_Passage provided_
# # # #

Model Monitoring with WhyLabs
It's painless to start monitoring whylogs profiles after they have been uploaded to the platform. Unlike other monitoring solutions, WhyLabs' monitor requires zero configuration out-of-the box, and can be enabled or disabled with a single click. This approach removes the friction of manually configuring monitors on an individual basis where each monitor requires a specific metric, threshold, or range to be defined.
It's possible to manually adjust monitor settings for each input feature, model output, or performance metric. This combination of model level defaults with manual overrides enables a fine grain of control over the monitor's behavior.
Monitor Capabilities Overview
WhyLabs Observatory enables a comprehensive set of model health and data health monitors for both inputs and outputs of production models. All monitors are enabled on 100% of data with no data volume limits. Popular monitors include:
- Data drift (distribution similarity, descriptive statistics)
- Data quality (missing values, schema, cardinality)
- Concept drift / label drift
- Model performance monitoring (various performance metrics for classification and regression)
- Top K values for categorical input features
- Data volume (inputs and outputs)
- Data ingestion (detects whether data has been delivered to a particular model)
Users can also split their datasets into segments and monitor the above at the segment level. WhyLabs has the ability to monitor new data profiles against a static reference profile or against a sliding window.
Static reference profile- Users can select a single profile to monitor against. This can be from a single profile generated from the training set, for example. Alternatively, users can create a static reference profile by merging a number of profiles over a given time interval.
Sliding window- Users can set a sliding window to monitor against. For example, selecting a 7 day sliding window will monitor new data against the aggregate of profiles uploaded within the last 7 days.
Anomaly detection & alerting can be done using either manually set thresholds or learned thresholds.
Manually set thresholds- Users can manually set thresholds for the various metrics tracked by WhyLabs. For example, a user can set a maximum threshold of 10% for the percentage of missing values for a particular feature.
Learned thresholds- WhyLabs uses cutting edge techniques to dynamically calculate thresholds for features which can be used in place of manual thresholds. Every dataset is different, and WhyLabs is particularly adept at automatically tuning these thresholds to your unique use case. For example, learned thresholds can be used to automatically set the maximum heliger distance threshold between the distribution of new data and the distribution of data from the last 7 days.

# # # #

_Set problem 1_
Answer each question from the WhyLabs monitoring page.
(a) What data volume limits apply to the monitors?
(b) In the sliding-window example, what length of window is selected?
(c) In the manual-threshold example, what maximum is set for the percentage of missing values?

# # # #

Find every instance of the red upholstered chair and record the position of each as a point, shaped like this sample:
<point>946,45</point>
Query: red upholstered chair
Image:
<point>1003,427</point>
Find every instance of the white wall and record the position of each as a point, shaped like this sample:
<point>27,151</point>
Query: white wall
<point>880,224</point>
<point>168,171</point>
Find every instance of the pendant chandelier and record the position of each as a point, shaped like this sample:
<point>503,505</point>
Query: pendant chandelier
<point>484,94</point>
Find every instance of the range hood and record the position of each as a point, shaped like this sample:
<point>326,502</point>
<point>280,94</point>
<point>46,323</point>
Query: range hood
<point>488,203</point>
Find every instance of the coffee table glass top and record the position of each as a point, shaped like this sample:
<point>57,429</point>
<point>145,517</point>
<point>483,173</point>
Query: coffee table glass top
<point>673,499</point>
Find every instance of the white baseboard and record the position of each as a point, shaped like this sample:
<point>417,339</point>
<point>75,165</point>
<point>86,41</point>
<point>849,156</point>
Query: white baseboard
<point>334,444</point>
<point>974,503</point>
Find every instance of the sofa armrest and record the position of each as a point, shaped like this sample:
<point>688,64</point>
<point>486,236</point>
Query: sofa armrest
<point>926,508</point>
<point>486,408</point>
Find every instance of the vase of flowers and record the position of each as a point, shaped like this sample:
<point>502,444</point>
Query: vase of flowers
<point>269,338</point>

# # # #

_Set problem 2_
Rescale the rows starting at the line containing "Find every instance of the range" and ending at the line containing "<point>673,499</point>", both included. Reproduce those lines, including the requests, with every answer coordinate multiplied by 2.2 and rounded to a whole number, halves rounded up. Leave the request text and sample points unchanged.

_Task response 1_
(a) None. All monitors are enabled on 100% of data with no data volume limits.
(b) 7 days.
(c) 10%.

_Task response 2_
Find every instance of the range hood and record the position of each as a point, shaped like this sample:
<point>326,502</point>
<point>280,94</point>
<point>46,323</point>
Query: range hood
<point>1074,447</point>
Find every instance of the coffee table glass top and record the position of each as a point, shaped like this sample:
<point>57,429</point>
<point>145,517</point>
<point>483,173</point>
Query: coffee table glass top
<point>1481,1098</point>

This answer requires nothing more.